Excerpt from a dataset

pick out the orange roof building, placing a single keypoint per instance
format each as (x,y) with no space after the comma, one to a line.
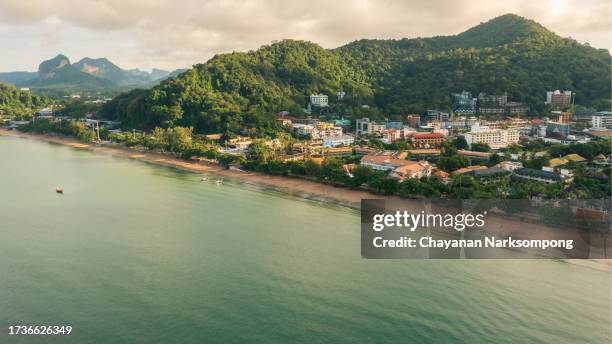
(426,140)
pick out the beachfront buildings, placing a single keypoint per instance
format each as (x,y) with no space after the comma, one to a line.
(342,140)
(464,103)
(437,115)
(602,120)
(320,100)
(427,140)
(495,138)
(397,168)
(365,126)
(547,177)
(559,99)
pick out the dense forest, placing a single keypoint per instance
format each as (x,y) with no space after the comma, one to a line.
(19,103)
(508,54)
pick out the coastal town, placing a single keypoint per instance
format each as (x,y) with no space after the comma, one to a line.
(487,140)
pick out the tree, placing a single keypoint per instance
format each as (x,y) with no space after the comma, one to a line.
(480,147)
(453,163)
(460,143)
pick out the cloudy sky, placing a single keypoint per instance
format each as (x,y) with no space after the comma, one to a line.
(172,34)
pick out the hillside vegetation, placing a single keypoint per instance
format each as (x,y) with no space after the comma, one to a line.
(14,102)
(508,54)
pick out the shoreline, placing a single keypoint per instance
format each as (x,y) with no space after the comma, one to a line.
(301,188)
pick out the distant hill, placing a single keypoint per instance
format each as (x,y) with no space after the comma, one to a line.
(14,102)
(87,74)
(59,73)
(508,54)
(104,69)
(15,78)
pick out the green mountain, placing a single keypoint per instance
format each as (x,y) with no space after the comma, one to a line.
(87,74)
(58,73)
(508,54)
(14,102)
(15,78)
(104,69)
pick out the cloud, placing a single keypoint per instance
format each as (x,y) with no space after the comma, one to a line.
(182,32)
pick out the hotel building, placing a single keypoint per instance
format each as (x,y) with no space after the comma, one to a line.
(495,138)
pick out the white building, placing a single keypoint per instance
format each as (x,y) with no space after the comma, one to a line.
(304,129)
(320,100)
(495,138)
(45,112)
(398,168)
(334,141)
(602,120)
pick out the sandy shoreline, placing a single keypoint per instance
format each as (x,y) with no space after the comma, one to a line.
(298,187)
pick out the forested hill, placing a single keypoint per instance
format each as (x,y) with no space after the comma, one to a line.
(14,102)
(508,54)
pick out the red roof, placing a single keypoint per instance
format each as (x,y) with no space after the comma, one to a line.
(428,136)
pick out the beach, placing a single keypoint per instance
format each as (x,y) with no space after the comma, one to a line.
(295,186)
(298,187)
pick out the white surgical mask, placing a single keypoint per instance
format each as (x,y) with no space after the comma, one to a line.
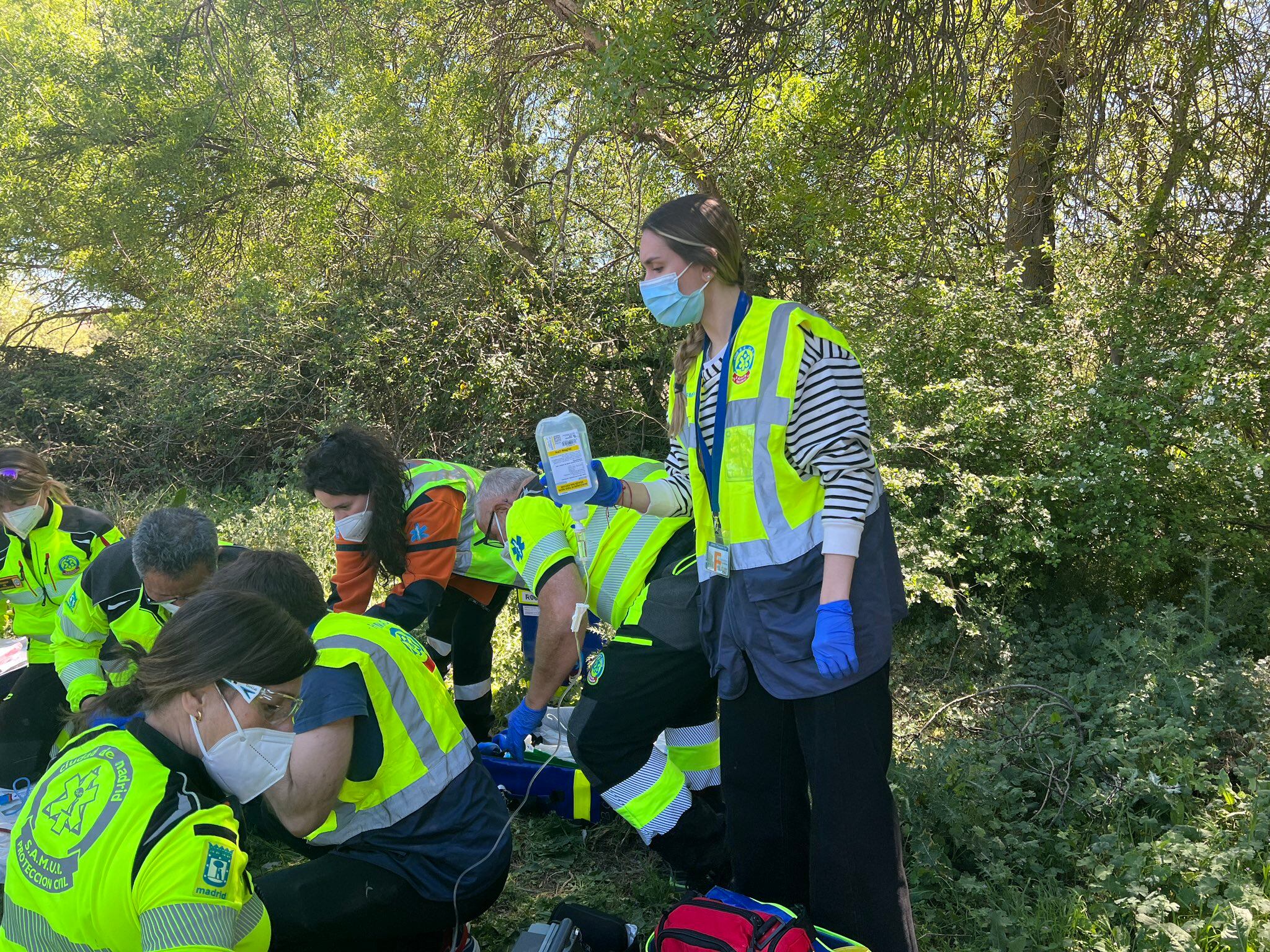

**Set task**: Print the data word for word, from the line containing "pick out the white surgical" through the end, and leave out any pictures.

**The response**:
pick out the white surgical mask, placing a single keypoint per instance
format each as (x,y) with no space after the comma, one to a line.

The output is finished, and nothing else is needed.